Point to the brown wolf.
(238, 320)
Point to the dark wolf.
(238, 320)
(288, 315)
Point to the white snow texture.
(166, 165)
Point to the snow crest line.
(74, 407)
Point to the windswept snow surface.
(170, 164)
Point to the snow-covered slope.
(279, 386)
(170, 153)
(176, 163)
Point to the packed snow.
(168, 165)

---

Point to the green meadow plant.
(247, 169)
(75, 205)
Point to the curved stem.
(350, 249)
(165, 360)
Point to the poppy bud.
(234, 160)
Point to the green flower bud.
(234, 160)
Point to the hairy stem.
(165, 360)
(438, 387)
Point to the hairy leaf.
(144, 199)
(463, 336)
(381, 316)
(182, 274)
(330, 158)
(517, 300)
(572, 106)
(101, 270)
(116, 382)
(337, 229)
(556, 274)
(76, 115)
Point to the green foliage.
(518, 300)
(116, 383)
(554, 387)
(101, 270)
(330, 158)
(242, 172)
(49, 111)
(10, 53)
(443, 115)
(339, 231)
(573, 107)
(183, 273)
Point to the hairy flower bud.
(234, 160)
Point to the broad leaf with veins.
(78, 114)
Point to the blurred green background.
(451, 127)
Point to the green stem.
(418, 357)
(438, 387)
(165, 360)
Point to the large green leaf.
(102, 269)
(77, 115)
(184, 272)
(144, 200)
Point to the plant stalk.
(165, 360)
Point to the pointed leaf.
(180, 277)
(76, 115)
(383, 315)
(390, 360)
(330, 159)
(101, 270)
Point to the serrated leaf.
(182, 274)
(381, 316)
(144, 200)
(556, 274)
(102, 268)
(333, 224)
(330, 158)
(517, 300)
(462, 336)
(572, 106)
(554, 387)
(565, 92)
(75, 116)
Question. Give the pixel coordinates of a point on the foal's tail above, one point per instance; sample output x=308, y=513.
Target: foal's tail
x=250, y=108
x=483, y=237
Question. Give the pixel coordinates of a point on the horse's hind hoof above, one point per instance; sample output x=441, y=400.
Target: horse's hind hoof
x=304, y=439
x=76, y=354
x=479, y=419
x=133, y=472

What to work on:
Go through the records above and return every line that holds the string "sample".

Response to this exercise:
Question. Give the pixel coordinates of a point on the foal's tail above, one point per instance; sample output x=308, y=513.
Question. Give the pixel coordinates of a point on the horse's hind hoof above, one point per instance; sample output x=441, y=400.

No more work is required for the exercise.